#### Directions for this task
Write out every row below as a numbered list, skipping any blank lines.

#### Rows
▶
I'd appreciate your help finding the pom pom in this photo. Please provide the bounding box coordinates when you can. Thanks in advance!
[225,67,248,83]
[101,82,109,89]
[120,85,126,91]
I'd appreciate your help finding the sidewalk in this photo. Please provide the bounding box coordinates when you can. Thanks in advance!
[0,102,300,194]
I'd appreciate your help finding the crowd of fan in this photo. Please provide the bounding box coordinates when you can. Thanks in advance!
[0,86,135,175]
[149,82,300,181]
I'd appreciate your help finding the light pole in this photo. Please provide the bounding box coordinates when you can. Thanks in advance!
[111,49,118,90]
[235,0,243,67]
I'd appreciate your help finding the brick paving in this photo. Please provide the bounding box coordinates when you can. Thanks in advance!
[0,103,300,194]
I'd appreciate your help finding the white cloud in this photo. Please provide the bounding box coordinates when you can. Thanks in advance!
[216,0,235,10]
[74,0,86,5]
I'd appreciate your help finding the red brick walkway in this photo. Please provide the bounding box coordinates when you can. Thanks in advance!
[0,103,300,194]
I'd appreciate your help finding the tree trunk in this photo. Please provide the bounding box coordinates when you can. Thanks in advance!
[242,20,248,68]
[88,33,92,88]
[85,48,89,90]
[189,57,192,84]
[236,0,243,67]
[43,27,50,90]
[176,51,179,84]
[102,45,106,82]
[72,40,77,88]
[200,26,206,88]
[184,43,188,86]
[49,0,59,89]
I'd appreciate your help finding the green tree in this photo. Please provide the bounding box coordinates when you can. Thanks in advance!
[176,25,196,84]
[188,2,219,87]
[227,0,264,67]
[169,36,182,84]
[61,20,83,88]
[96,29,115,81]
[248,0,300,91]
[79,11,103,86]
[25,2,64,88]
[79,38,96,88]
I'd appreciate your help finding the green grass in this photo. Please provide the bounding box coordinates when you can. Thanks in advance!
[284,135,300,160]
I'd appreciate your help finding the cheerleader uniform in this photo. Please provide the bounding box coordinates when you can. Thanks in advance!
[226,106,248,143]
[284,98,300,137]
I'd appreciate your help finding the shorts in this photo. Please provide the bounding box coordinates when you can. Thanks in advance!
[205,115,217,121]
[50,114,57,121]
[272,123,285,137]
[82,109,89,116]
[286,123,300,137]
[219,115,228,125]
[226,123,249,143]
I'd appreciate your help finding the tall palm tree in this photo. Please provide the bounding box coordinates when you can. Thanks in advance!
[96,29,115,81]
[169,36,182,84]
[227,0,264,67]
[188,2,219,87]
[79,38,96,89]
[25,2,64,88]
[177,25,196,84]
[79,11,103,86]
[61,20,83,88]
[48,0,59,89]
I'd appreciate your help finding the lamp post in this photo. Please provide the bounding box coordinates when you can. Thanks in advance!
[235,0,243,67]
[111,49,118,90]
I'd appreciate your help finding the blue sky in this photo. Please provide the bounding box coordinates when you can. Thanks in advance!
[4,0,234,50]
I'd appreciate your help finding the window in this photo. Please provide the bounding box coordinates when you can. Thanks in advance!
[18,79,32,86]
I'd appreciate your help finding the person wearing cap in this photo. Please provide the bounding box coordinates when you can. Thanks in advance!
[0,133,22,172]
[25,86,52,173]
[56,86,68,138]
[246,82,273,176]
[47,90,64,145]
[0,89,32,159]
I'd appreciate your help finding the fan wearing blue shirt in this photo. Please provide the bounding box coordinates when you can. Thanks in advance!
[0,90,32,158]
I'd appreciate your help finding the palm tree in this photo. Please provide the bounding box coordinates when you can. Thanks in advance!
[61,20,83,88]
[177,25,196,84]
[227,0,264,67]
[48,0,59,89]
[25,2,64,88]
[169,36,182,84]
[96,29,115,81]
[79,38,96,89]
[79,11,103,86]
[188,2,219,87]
◀
#### Response to this exercise
1. I'd appreciate your help finding the pom pom in this photo. Please provide the bounding box coordinates when you can. Thanks in advance!
2. [225,67,248,83]
3. [101,82,109,89]
4. [120,85,126,91]
5. I'd appreciate your help finding the sidewalk in this photo. Please provide the bounding box coordinates when you can. Thanks in advance!
6. [0,102,300,194]
7. I'd appreciate your help finding the crowd of fan in this photo. Please provide the bounding box coordinates when you can. Thanks in advance!
8. [0,86,135,175]
9. [149,82,300,181]
10. I'd appreciate your help finding the light pole in this photo. Please provide the bounding box coordinates when you can. Thanks in advance!
11. [111,49,118,90]
12. [235,0,243,67]
13. I'd appreciate your help finding the brick paving in this photo. Please provide the bounding box coordinates when you can. Thanks in advance!
14. [0,103,300,194]
15. I'd appreciate your help finding the white cloud in this photo. Please provide the bounding box coordinates when you can. Thanks in advance!
16. [216,0,235,10]
17. [74,0,86,5]
18. I'd appreciate your help finding the red brick walkway in this photo. Please provide the bounding box coordinates when you can. Thanks in advance!
19. [0,103,300,194]
20. I'd appreciate your help finding the tree trunk in this photo. Please provide the bounding box coordinates when you can. Thanks in advance!
21. [242,20,248,68]
22. [88,33,92,88]
23. [85,48,89,90]
24. [189,57,192,84]
25. [236,0,243,67]
26. [43,27,50,90]
27. [176,51,179,84]
28. [102,45,106,82]
29. [72,40,77,88]
30. [200,26,206,88]
31. [184,43,188,86]
32. [49,0,59,89]
33. I'd appreciate your help finding the green tree in this photo. Please provide the bounding box coordinates when you can. Thanks in advance!
34. [176,25,196,84]
35. [188,2,219,87]
36. [227,0,264,67]
37. [169,36,182,84]
38. [61,20,83,88]
39. [96,29,115,81]
40. [248,0,300,91]
41. [79,11,103,86]
42. [25,2,64,88]
43. [79,38,96,88]
44. I'd appreciate your help finding the green grass in this photo. Please provide the bounding box coordinates when you can. Thanks in advance!
45. [284,135,300,160]
46. I'd appreciate your help finding the cheerleader uniform in this photo. Please provide the bounding box coordinates when you can. Thanks in advance!
47. [226,106,248,143]
48. [284,98,300,137]
49. I'd appreciate your help finding the shorts in this photo. Please provide the bounding box coordinates when you can. Thanks in advance!
50. [205,115,217,121]
51. [50,114,57,121]
52. [272,123,285,137]
53. [82,109,89,116]
54. [286,123,300,137]
55. [219,115,228,125]
56. [226,123,249,143]
57. I'd appreciate your help finding the tall palm tree in this photo. Please provide the bounding box coordinates when you can. Thanks in advance!
58. [96,29,115,81]
59. [169,36,182,84]
60. [227,0,264,67]
61. [188,2,219,87]
62. [79,38,96,89]
63. [25,2,64,88]
64. [177,25,196,84]
65. [79,11,103,86]
66. [61,20,83,88]
67. [48,0,59,89]
68. I'd appreciate your help finding the lamp post in this photo. Please provide the bounding box coordinates when you can. Thanks in advance!
69. [235,0,243,67]
70. [111,49,118,90]
71. I'd appreciate your help finding the blue sky in this photo. Please provide the bounding box coordinates when you can. Thanks in advance!
72. [4,0,234,50]
73. I'd appreciate your help finding the window in this photo. Please provide the bounding box coordinates when you can. Thanks in advance!
74. [18,79,32,86]
75. I'd appreciate your help finding the person wearing cap in this photo. Please provide the bounding box coordinates when you can. Thanks in advance!
76. [0,133,22,172]
77. [25,86,52,173]
78. [56,86,68,138]
79. [246,82,273,176]
80. [47,90,64,145]
81. [0,89,32,159]
82. I'd appreciate your help finding the fan wearing blue shirt in this photo. Please provide the bounding box coordinates when you can. Thanks in advance!
83. [0,90,32,158]
84. I'd appreciate your help finding the palm tree in this photo. Please provide the bounding box coordinates when you can. Thanks in advance!
85. [61,20,83,88]
86. [177,25,196,84]
87. [227,0,264,67]
88. [48,0,59,89]
89. [25,2,64,88]
90. [169,36,182,84]
91. [96,29,115,81]
92. [79,38,96,89]
93. [79,11,103,86]
94. [188,2,219,87]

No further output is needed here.